*Brano di partenza*
────────

L’insieme di iniziative in cui si sta concretizzando questa linea ha già
fatto sorgere la resistenza attiva del proletariato italiano; non a caso i tre
terreni che abbiamo indicato corrispondono ai tre principali filoni della mobilitazione
di massa.
Quindi, di fatto, è su di essi che si misura la capacità delle
forze rivoluzionarie di costruire la propria iniziativa, la propria proposta
politica, perché è su questi temi che si basa l’interesse
generale della classe in questa congiuntura.
L’ “interesse generale” della classe è un interesse
unitario, è la sintesi politica, congiunturalmente possibile, della sua
esigenza di potere.

────────

*Dati raccolti*

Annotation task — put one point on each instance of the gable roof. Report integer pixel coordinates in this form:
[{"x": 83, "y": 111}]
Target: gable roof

────────

*Consegna*
Puoi ricopiare alla lettera il brano di partenza, cominciando dalle parole che contengono "L’insieme di iniziative" e fermandoti subito dopo "in questa congiuntura."?

*Compito svolto*
L’insieme di iniziative in cui si sta concretizzando questa linea ha già
fatto sorgere la resistenza attiva del proletariato italiano; non a caso i tre
terreni che abbiamo indicato corrispondono ai tre principali filoni della mobilitazione
di massa.
Quindi, di fatto, è su di essi che si misura la capacità delle
forze rivoluzionarie di costruire la propria iniziativa, la propria proposta
politica, perché è su questi temi che si basa l’interesse
generale della classe in questa congiuntura.